### Objetivo del ejercicio
Dispón los ítems siguientes como un CSV de dos columnas, consigna y respuesta, con una fila por ítem. Pon cada texto entre comillas en un solo campo y cambia los saltos de línea por espacios.

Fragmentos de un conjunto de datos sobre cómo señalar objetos

▬▬▬

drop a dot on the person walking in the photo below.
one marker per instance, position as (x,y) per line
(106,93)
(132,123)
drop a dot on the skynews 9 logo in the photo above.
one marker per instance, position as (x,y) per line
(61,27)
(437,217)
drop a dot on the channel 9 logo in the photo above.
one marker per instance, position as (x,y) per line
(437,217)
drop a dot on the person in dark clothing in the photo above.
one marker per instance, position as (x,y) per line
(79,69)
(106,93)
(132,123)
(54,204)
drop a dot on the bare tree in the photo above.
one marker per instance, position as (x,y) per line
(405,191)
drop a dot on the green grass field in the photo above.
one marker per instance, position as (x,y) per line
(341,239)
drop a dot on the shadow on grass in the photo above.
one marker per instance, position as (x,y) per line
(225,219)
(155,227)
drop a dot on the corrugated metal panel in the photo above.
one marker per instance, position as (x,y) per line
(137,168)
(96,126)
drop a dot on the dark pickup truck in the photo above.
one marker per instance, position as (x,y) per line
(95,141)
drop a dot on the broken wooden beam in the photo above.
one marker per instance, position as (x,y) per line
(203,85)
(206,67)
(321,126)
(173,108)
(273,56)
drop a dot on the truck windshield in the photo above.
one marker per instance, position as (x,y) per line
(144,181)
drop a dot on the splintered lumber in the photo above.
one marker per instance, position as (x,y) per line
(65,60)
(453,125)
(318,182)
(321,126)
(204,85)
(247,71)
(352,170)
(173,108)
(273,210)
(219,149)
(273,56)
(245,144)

▬▬▬

### Respuesta
consigna,respuesta
"drop a dot on the person walking in the photo below. one marker per instance, position as (x,y) per line","(106,93) (132,123)"
"drop a dot on the skynews 9 logo in the photo above. one marker per instance, position as (x,y) per line","(61,27) (437,217)"
"drop a dot on the channel 9 logo in the photo above. one marker per instance, position as (x,y) per line","(437,217)"
"drop a dot on the person in dark clothing in the photo above. one marker per instance, position as (x,y) per line","(79,69) (106,93) (132,123) (54,204)"
"drop a dot on the bare tree in the photo above. one marker per instance, position as (x,y) per line","(405,191)"
"drop a dot on the green grass field in the photo above. one marker per instance, position as (x,y) per line","(341,239)"
"drop a dot on the shadow on grass in the photo above. one marker per instance, position as (x,y) per line","(225,219) (155,227)"
"drop a dot on the corrugated metal panel in the photo above. one marker per instance, position as (x,y) per line","(137,168) (96,126)"
"drop a dot on the dark pickup truck in the photo above. one marker per instance, position as (x,y) per line","(95,141)"
"drop a dot on the broken wooden beam in the photo above. one marker per instance, position as (x,y) per line","(203,85) (206,67) (321,126) (173,108) (273,56)"
"drop a dot on the truck windshield in the photo above. one marker per instance, position as (x,y) per line","(144,181)"
"drop a dot on the splintered lumber in the photo above. one marker per instance, position as (x,y) per line","(65,60) (453,125) (318,182) (321,126) (204,85) (247,71) (352,170) (173,108) (273,210) (219,149) (273,56) (245,144)"